— begin Text provided —
# resin casting



## skystriker (Mar 26, 2008)

HI I was wondering if anyone has done any resion casting to make lost/broken parts?


The resion is I have an 1/24 mustang kit that missing half of an wheel hub.

really don't want to spend $30 for an resin kit for one little part,and I havn't never tired using an resin casting kits.

To but it short I am looking for some one, who would be willing to help me if I was to send the part I need recast of.


Please any one.

Thank you


----------



## Roguepink (Sep 18, 2003)

$30 is about fair for asking someone else to do it. Casting, done right, takes a couple of days just to make the molds. Have you looked for pre-made replacements? If this is an airplane, you may have luck finding new hubs through someone like Squadron (www.squadron.com).


----------



## skystriker (Mar 26, 2008)

well I went an bit  the bullet and bought an resin casing kit from my local hobby store, didn't like the rubber molding part the kit (1pt to 10pt ratio mix).

So I went on ebay found an 1 to 1 ratio RTV Urethane Molding Rubber Kit and useing some my old lego along with some clay that I had laying around.

After spraying the half the casting box that held the clay/hub with some cooking spray,and attach the other half the casting I pour about 4oz of the urethane mix. It took about 2hr for the mix to harding up. After I demolded the hub and resprayed the mold I mix up about 1oz of resin and poured.


The part came out OK if I think so for my frist time casting resin. Now I ready to try something big


----------



## Roguepink (Sep 18, 2003)

Good!

The advantage of the 10:1 RTV silicon is that you will get more detail and more time for air bubbles to rise out.

Good luck, have fun, ask questions when you need to.


----------



## Daikaiju1 (Apr 26, 2005)

yes, thats true. Recently I made a mold of a Dalek base with all the domes on it, etc. The mold material was setting as I poured it (1-1) and trapped many bubbles. It gelled in about 3 minutes. Great for fast turnover of simple parts but causes problems for more complex ones.


----------
— end Text provided —
— begin Source material —
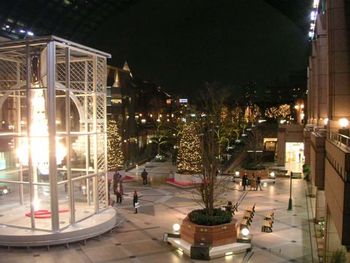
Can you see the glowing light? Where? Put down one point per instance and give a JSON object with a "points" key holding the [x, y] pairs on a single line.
{"points": [[39, 138], [176, 227], [245, 232], [343, 122], [36, 204], [325, 121], [315, 4], [313, 15]]}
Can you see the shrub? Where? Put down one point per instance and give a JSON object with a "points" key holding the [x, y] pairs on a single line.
{"points": [[201, 217]]}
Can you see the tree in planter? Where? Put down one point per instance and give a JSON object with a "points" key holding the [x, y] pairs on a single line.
{"points": [[212, 186], [338, 256], [115, 156], [189, 159]]}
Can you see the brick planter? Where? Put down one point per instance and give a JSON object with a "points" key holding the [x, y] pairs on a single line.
{"points": [[209, 235]]}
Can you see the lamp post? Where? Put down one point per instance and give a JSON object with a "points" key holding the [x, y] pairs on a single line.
{"points": [[290, 202]]}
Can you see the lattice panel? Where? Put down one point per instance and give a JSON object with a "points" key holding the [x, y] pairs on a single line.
{"points": [[100, 107], [8, 74], [101, 189], [101, 74], [61, 72]]}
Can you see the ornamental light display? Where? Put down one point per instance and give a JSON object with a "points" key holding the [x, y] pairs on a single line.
{"points": [[189, 158], [53, 141], [114, 146]]}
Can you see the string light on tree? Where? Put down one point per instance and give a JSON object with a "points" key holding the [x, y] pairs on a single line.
{"points": [[189, 158], [114, 146]]}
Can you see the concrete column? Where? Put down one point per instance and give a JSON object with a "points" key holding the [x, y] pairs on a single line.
{"points": [[320, 205], [338, 13], [322, 70], [314, 84]]}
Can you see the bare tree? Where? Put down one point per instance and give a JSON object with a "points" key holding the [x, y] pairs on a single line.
{"points": [[211, 126]]}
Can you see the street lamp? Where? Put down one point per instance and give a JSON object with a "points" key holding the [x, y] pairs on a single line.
{"points": [[290, 202]]}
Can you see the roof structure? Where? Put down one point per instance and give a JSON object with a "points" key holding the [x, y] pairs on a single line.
{"points": [[72, 19], [79, 19]]}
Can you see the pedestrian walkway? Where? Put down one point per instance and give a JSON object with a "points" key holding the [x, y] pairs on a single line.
{"points": [[139, 237]]}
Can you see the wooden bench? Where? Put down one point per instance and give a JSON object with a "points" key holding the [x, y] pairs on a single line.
{"points": [[244, 223], [268, 222], [251, 210], [266, 226], [270, 216]]}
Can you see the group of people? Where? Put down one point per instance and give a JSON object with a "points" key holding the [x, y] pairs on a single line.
{"points": [[253, 181], [117, 186]]}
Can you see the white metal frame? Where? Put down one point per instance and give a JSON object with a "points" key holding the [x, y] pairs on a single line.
{"points": [[80, 73]]}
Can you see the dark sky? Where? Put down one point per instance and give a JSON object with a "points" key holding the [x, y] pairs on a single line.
{"points": [[181, 44]]}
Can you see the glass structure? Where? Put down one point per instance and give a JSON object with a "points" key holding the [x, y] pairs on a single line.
{"points": [[53, 133]]}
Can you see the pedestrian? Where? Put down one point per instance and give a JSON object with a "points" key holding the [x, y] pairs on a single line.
{"points": [[135, 201], [229, 206], [258, 183], [253, 182], [244, 181], [110, 202], [117, 186], [144, 176]]}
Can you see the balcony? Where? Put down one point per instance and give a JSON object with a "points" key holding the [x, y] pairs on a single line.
{"points": [[317, 157], [337, 183]]}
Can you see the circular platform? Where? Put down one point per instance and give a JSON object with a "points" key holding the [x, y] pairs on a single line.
{"points": [[85, 229]]}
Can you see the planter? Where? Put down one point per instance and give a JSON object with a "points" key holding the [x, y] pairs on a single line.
{"points": [[187, 178], [209, 235]]}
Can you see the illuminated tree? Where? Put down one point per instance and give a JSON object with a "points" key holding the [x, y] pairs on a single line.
{"points": [[114, 146], [189, 158], [282, 111]]}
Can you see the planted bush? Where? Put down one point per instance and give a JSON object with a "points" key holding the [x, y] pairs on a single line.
{"points": [[201, 217]]}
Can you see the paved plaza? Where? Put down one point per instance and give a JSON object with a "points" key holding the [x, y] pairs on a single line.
{"points": [[139, 236]]}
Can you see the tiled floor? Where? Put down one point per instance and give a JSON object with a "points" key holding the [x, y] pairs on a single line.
{"points": [[139, 239]]}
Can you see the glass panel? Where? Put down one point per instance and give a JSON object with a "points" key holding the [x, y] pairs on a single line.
{"points": [[84, 205], [63, 204], [41, 201], [12, 212]]}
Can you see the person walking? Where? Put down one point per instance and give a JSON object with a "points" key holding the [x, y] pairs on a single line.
{"points": [[135, 201], [258, 183], [244, 181], [144, 176]]}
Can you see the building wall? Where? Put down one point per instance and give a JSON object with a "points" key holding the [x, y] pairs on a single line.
{"points": [[329, 98], [287, 133]]}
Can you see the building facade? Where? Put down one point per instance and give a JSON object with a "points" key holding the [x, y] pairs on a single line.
{"points": [[327, 145]]}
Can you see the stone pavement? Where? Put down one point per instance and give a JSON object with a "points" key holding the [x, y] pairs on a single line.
{"points": [[139, 238]]}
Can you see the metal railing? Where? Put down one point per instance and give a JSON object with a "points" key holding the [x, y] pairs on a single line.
{"points": [[340, 139]]}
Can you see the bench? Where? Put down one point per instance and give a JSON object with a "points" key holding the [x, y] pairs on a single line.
{"points": [[267, 226], [268, 222], [251, 210], [270, 216], [244, 223]]}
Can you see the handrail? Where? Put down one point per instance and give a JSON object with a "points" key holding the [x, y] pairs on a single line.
{"points": [[340, 139]]}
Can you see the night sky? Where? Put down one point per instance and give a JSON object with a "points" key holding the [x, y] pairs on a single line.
{"points": [[181, 44]]}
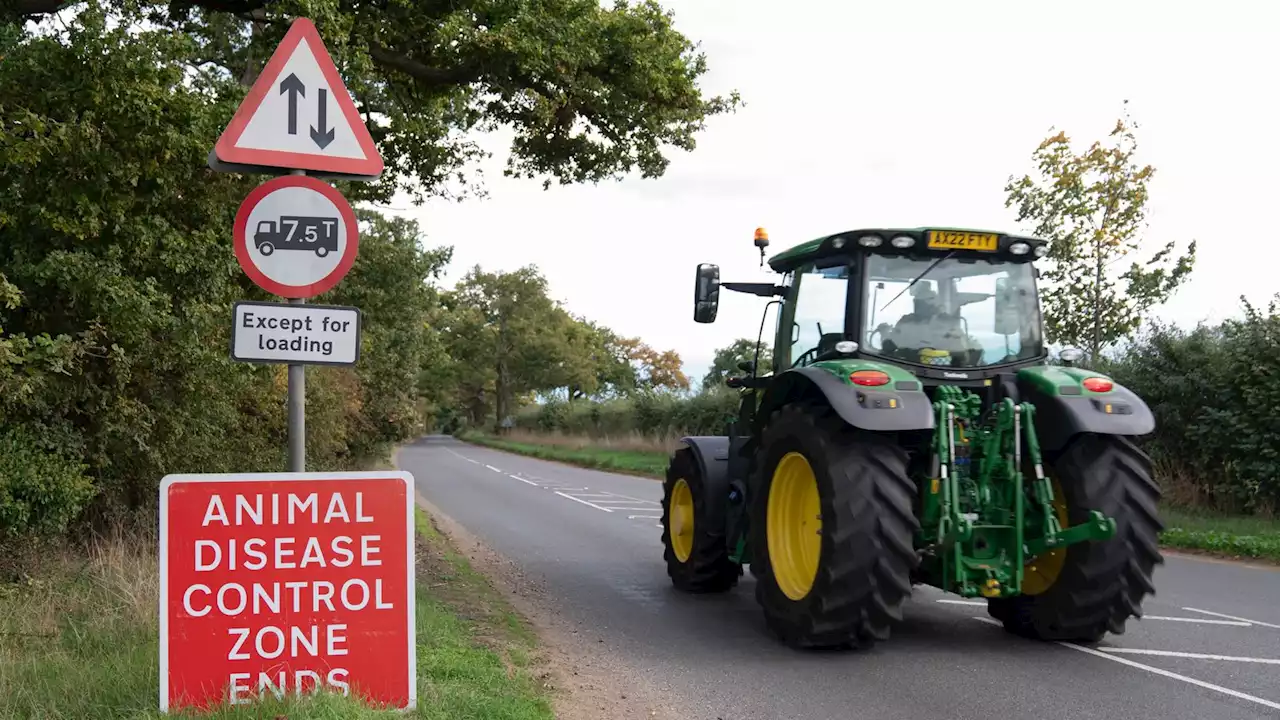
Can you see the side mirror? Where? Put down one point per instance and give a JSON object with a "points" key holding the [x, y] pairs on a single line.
{"points": [[707, 294], [1008, 318]]}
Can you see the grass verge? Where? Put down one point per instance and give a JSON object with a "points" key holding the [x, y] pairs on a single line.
{"points": [[78, 638], [1224, 536]]}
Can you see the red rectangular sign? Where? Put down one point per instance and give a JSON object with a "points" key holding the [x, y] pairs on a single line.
{"points": [[287, 583]]}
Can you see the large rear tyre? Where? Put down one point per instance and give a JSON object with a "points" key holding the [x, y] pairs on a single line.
{"points": [[693, 528], [831, 531], [1091, 588]]}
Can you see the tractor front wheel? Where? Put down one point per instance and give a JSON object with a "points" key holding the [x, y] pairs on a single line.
{"points": [[1089, 588], [693, 528], [831, 529]]}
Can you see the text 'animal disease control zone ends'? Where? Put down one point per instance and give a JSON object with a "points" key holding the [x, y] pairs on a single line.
{"points": [[287, 583]]}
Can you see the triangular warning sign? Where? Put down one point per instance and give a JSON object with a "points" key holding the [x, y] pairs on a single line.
{"points": [[300, 115]]}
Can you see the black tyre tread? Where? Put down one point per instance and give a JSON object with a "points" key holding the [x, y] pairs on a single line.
{"points": [[709, 568], [868, 528], [1102, 583]]}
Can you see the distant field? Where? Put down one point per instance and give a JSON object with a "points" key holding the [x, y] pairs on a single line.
{"points": [[1256, 538]]}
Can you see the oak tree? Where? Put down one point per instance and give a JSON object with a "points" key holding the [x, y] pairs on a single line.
{"points": [[586, 91], [1092, 208]]}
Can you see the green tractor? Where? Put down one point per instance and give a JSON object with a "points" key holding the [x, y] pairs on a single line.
{"points": [[913, 432]]}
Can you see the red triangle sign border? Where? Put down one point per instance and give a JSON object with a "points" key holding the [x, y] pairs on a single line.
{"points": [[227, 151]]}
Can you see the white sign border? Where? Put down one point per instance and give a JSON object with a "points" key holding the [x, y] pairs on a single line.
{"points": [[360, 333], [411, 559]]}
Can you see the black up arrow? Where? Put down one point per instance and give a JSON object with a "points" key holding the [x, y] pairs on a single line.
{"points": [[295, 87], [323, 137]]}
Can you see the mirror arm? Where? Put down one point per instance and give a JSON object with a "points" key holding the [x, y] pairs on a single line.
{"points": [[763, 290]]}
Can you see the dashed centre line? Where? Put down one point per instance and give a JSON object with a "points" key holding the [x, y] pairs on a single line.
{"points": [[1234, 623], [1233, 618], [583, 501], [598, 500], [1191, 655], [1109, 655]]}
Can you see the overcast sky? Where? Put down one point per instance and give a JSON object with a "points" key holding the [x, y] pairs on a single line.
{"points": [[881, 114]]}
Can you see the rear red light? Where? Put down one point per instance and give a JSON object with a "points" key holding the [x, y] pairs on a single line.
{"points": [[868, 378], [1097, 384]]}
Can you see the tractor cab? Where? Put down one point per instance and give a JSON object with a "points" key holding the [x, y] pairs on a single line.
{"points": [[945, 304], [913, 433]]}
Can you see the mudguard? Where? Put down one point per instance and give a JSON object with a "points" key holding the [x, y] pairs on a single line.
{"points": [[1065, 408], [712, 456], [900, 405]]}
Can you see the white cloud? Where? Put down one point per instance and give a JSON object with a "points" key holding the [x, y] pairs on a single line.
{"points": [[871, 114]]}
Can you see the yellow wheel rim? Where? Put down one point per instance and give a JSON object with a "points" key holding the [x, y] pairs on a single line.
{"points": [[794, 525], [1043, 570], [681, 513]]}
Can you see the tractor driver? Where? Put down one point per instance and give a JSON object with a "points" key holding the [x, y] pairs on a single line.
{"points": [[927, 326]]}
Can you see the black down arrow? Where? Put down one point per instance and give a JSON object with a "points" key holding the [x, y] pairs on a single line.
— end Source material —
- **Written exercise 1**
Copy the part of the resin casting thread that begins at the words "# resin casting" and ends after the words "need recast of.".
- **Written exercise 2**
Rewrite the records from the line that has "Can you see the mirror" through the end of the records, replacing "Put down" with "Place" and changing nothing else.

- **Written solution 1**
# resin casting



## skystriker (Mar 26, 2008)

HI I was wondering if anyone has done any resion casting to make lost/broken parts?


The resion is I have an 1/24 mustang kit that missing half of an wheel hub.

really don't want to spend $30 for an resin kit for one little part,and I havn't never tired using an resin casting kits.

To but it short I am looking for some one, who would be willing to help me if I was to send the part I need recast of.

- **Written solution 2**
Can you see the mirror arm? Where? Place one point per instance and give a JSON object with a "points" key holding the [x, y] pairs on a single line.
{"points": [[763, 290]]}
Can you see the dashed centre line? Where? Place one point per instance and give a JSON object with a "points" key holding the [x, y] pairs on a single line.
{"points": [[1234, 623], [1233, 618], [583, 501], [598, 500], [1191, 655], [1109, 655]]}
Can you see the overcast sky? Where? Place one point per instance and give a JSON object with a "points" key holding the [x, y] pairs on a single line.
{"points": [[881, 114]]}
Can you see the rear red light? Where? Place one point per instance and give a JSON object with a "points" key holding the [x, y] pairs on a single line.
{"points": [[868, 378], [1097, 384]]}
Can you see the tractor cab? Where? Place one point per instance and give a JSON object with a "points" key holding the [x, y] pairs on a single line.
{"points": [[945, 304], [913, 433]]}
Can you see the mudguard? Where? Place one point per instance and give a JSON object with a "points" key holding the [x, y] pairs on a single line.
{"points": [[1065, 408], [712, 456], [900, 405]]}
Can you see the white cloud? Where? Place one point per instance and give a JSON object with a "points" key holding the [x, y] pairs on a single line.
{"points": [[871, 114]]}
Can you see the yellow wheel rim? Where? Place one point per instance and give a JSON object with a "points" key holding the [x, y] pairs on a single line.
{"points": [[794, 525], [1043, 570], [681, 513]]}
Can you see the tractor driver? Where? Place one point per instance and give a JSON object with a "points" key holding the [x, y] pairs on a single line.
{"points": [[927, 326]]}
Can you see the black down arrow? Where? Place one point per instance and give a JSON object with a "points" key holding the [x, y] pairs on a single line.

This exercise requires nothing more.